* What you will do: This task calls for every line of the material to be output verbatim.
Segment Start: Data provided
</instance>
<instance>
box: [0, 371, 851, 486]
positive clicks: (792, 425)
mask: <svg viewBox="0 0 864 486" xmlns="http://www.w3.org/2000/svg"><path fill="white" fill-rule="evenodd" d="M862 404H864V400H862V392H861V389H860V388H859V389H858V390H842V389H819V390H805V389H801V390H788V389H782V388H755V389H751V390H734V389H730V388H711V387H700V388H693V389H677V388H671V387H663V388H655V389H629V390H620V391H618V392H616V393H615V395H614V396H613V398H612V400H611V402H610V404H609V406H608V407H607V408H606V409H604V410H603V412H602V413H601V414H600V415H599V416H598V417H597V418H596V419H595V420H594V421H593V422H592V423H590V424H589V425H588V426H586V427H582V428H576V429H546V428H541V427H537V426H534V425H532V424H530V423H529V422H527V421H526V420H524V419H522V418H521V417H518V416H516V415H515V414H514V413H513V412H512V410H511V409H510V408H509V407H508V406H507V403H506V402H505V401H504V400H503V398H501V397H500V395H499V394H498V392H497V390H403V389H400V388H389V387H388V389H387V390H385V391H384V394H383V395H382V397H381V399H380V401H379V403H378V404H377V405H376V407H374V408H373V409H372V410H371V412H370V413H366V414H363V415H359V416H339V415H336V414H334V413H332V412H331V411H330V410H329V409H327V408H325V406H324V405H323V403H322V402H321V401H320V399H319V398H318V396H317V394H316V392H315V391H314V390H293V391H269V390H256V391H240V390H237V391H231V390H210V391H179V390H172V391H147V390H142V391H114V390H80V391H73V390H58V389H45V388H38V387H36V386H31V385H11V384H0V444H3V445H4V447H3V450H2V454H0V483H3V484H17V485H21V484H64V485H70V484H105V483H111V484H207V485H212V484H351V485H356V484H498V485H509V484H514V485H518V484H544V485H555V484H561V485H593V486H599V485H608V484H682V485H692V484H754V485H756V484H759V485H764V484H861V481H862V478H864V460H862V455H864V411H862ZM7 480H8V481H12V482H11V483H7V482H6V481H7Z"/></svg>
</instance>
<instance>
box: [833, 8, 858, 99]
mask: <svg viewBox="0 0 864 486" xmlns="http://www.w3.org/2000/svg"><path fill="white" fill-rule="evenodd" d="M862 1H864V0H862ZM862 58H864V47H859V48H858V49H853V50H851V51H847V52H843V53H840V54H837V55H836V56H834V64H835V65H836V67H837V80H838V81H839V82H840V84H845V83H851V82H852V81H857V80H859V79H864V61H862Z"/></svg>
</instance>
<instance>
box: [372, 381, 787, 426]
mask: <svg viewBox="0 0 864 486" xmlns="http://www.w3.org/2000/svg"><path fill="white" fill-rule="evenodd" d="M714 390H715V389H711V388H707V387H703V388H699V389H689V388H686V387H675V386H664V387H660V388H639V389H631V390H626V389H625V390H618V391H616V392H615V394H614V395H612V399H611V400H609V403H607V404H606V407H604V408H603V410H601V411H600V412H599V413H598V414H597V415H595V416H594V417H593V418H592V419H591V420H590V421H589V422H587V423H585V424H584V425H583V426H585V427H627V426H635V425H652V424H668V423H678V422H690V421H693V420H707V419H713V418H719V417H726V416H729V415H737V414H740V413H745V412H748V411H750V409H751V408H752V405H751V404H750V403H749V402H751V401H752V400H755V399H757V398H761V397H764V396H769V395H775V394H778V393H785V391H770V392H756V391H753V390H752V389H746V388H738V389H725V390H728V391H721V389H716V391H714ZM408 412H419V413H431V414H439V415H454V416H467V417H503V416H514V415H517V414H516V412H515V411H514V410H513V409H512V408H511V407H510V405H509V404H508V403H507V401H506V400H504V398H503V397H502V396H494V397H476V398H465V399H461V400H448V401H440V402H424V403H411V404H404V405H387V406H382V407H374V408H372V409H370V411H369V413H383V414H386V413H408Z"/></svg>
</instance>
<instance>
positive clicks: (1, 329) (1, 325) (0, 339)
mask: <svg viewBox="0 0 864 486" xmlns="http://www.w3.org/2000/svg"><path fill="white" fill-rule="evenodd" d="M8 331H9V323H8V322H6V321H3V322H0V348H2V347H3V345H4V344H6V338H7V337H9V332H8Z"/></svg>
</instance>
Segment End: Data provided
* Solution for this exercise:
</instance>
<instance>
box: [0, 371, 851, 486]
positive clicks: (792, 425)
mask: <svg viewBox="0 0 864 486" xmlns="http://www.w3.org/2000/svg"><path fill="white" fill-rule="evenodd" d="M862 404H864V400H862V392H861V389H860V388H859V389H858V390H842V389H819V390H805V389H801V390H788V389H782V388H755V389H751V390H734V389H730V388H711V387H700V388H693V389H677V388H671V387H663V388H655V389H629V390H620V391H618V392H616V393H615V395H614V396H613V398H612V400H611V402H610V404H609V406H608V407H607V408H606V409H604V410H603V412H602V413H601V414H600V415H599V416H598V417H597V418H596V419H595V420H594V421H593V422H592V423H590V424H589V425H588V426H586V427H582V428H576V429H546V428H541V427H537V426H534V425H532V424H530V423H529V422H527V421H526V420H524V419H522V418H521V417H518V416H516V415H515V414H514V413H513V412H512V410H511V409H510V408H509V407H508V406H507V403H506V402H505V401H504V400H503V398H501V397H500V395H499V394H498V392H497V390H403V389H400V388H389V387H388V389H387V390H385V391H384V394H383V395H382V397H381V399H380V401H379V403H378V404H377V405H376V407H374V408H373V409H372V410H371V412H370V413H366V414H363V415H359V416H339V415H336V414H334V413H332V412H331V411H330V410H329V409H327V408H325V406H324V405H323V403H322V402H321V401H320V399H319V398H318V396H317V394H316V392H315V391H314V390H293V391H269V390H256V391H240V390H237V391H231V390H210V391H179V390H172V391H147V390H142V391H114V390H80V391H73V390H58V389H45V388H38V387H36V386H31V385H11V384H0V444H3V445H4V447H3V450H2V454H0V483H3V484H17V485H21V484H64V485H70V484H105V483H111V484H207V485H212V484H351V485H356V484H498V485H509V484H514V485H518V484H544V485H555V484H561V485H593V486H599V485H608V484H682V485H692V484H754V485H756V484H759V485H764V484H861V481H862V478H864V460H862V455H864V411H862ZM7 480H8V481H12V482H11V483H7V482H6V481H7Z"/></svg>
</instance>
<instance>
box: [833, 8, 858, 99]
mask: <svg viewBox="0 0 864 486" xmlns="http://www.w3.org/2000/svg"><path fill="white" fill-rule="evenodd" d="M862 1H864V0H862ZM862 58H864V47H859V48H858V49H853V50H851V51H847V52H843V53H840V54H837V55H836V56H834V64H835V65H836V67H837V80H838V81H839V82H840V84H845V83H851V82H852V81H857V80H859V79H864V61H862Z"/></svg>
</instance>
<instance>
box: [372, 381, 787, 426]
mask: <svg viewBox="0 0 864 486" xmlns="http://www.w3.org/2000/svg"><path fill="white" fill-rule="evenodd" d="M714 390H715V389H711V388H707V387H703V388H699V389H689V388H686V387H675V386H664V387H660V388H639V389H631V390H626V389H625V390H618V391H616V392H615V394H614V395H612V399H611V400H609V403H607V404H606V407H604V408H603V410H601V411H600V412H599V413H598V414H597V415H595V416H594V417H593V418H592V419H591V420H590V421H589V422H587V423H585V424H584V425H583V426H585V427H627V426H635V425H652V424H668V423H678V422H690V421H693V420H707V419H713V418H719V417H726V416H729V415H737V414H740V413H745V412H748V411H750V409H751V408H752V405H751V404H750V403H749V402H751V401H752V400H755V399H757V398H761V397H764V396H769V395H775V394H778V393H785V391H770V392H756V391H753V390H752V389H746V388H738V389H725V390H728V391H721V389H716V391H714ZM408 412H419V413H431V414H439V415H454V416H467V417H503V416H514V415H517V414H516V412H515V411H514V410H513V409H512V408H511V407H510V405H509V404H508V403H507V401H506V400H504V398H503V397H502V396H494V397H476V398H465V399H461V400H448V401H440V402H424V403H411V404H404V405H387V406H382V407H374V408H372V409H370V411H369V413H383V414H386V413H408Z"/></svg>
</instance>
<instance>
positive clicks: (1, 329) (1, 325) (0, 339)
mask: <svg viewBox="0 0 864 486" xmlns="http://www.w3.org/2000/svg"><path fill="white" fill-rule="evenodd" d="M8 331H9V323H8V322H6V321H3V322H0V348H2V347H3V345H4V344H6V338H7V337H9V332H8Z"/></svg>
</instance>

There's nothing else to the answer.